[WORKING DATA]

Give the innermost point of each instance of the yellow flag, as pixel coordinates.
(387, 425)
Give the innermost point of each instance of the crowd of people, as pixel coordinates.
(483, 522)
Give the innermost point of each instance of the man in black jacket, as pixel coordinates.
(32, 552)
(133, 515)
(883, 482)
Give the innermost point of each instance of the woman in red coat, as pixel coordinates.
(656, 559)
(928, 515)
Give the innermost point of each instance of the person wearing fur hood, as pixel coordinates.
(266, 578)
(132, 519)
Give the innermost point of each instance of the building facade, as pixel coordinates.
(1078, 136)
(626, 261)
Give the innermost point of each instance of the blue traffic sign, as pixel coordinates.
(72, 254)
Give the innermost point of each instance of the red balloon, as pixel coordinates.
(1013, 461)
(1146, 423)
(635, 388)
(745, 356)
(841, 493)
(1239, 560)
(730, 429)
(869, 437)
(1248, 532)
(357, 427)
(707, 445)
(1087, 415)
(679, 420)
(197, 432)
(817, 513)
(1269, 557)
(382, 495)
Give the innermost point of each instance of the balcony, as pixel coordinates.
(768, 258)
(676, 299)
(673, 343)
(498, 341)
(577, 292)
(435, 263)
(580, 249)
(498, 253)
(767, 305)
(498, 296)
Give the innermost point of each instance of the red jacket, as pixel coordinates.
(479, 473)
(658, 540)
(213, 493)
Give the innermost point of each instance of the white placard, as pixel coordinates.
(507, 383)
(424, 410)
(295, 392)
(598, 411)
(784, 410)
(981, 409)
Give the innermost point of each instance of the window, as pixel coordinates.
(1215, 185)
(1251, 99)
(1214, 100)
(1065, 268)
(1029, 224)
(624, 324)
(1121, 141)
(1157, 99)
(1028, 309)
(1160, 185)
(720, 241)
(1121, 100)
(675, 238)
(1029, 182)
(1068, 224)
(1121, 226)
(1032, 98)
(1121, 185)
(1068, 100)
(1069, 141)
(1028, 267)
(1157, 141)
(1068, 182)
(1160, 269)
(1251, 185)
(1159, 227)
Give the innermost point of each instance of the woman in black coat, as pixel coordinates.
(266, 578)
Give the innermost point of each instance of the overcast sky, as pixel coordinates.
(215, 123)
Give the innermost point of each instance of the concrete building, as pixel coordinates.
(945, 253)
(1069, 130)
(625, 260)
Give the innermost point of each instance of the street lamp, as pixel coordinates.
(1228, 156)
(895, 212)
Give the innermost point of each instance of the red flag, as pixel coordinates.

[/WORKING DATA]

▶ _PROBLEM TO WORK ON_
Retype all of the data word for word.

▶ _RESULT OF THIS TASK_
Give the innermost point of each instance of the yellow flag, as pixel coordinates.
(387, 425)
Give the innermost point of each instance of the crowd of people, as pixel coordinates.
(483, 522)
Give the innermost point of each instance of the man in black jacket, as pixel coordinates.
(32, 552)
(133, 515)
(883, 482)
Give the innermost point of each instance of the woman in red coat, as pixel coordinates.
(656, 559)
(928, 515)
Give the innermost point of each instance of the person wearing fur hood, as pixel coordinates.
(266, 578)
(132, 519)
Give the innermost point of each instance of the building facade, as pixel coordinates.
(1078, 136)
(626, 261)
Give the innermost point of each instance of the blue traffic sign, as pixel coordinates.
(72, 254)
Give the innermost point of each instance of the red balloon, as pixel coordinates.
(1013, 461)
(1146, 423)
(635, 388)
(745, 356)
(841, 493)
(1239, 560)
(730, 429)
(869, 437)
(1248, 532)
(357, 427)
(707, 445)
(1087, 415)
(679, 420)
(197, 432)
(817, 513)
(1269, 557)
(382, 495)
Give the innermost point of each instance of the balcony, as pixel coordinates.
(768, 258)
(676, 299)
(673, 343)
(498, 341)
(577, 292)
(435, 263)
(580, 249)
(498, 253)
(767, 305)
(498, 296)
Give the innermost point of each instance of the red jacket, as pixel coordinates.
(479, 473)
(658, 540)
(213, 493)
Give the innermost point of each instance of the white placard, as pixel coordinates.
(507, 383)
(424, 410)
(295, 392)
(598, 411)
(784, 410)
(981, 409)
Give the innermost point of each instance of the window, as pixel coordinates.
(1215, 185)
(1251, 99)
(1214, 100)
(1065, 268)
(1029, 224)
(624, 324)
(1121, 141)
(1157, 99)
(1028, 309)
(1160, 185)
(720, 241)
(1121, 100)
(675, 238)
(1029, 182)
(1068, 224)
(1121, 226)
(1032, 98)
(1121, 185)
(1068, 100)
(1069, 141)
(1028, 267)
(1157, 141)
(1068, 182)
(1160, 269)
(1251, 185)
(1159, 227)
Give the innermost point of each instance of the woman in black coat, as pixel coordinates.
(266, 578)
Give the innermost point of each instance of the overcast sky, as pixel coordinates.
(215, 123)
Give the innermost point of each instance of the concrete building, as pixel coordinates.
(945, 253)
(1069, 130)
(625, 260)
Give the innermost point of each instance of the street lamp, as pixel coordinates.
(1228, 156)
(895, 212)
Give the innermost point of each instance of the red flag, as pixel coordinates.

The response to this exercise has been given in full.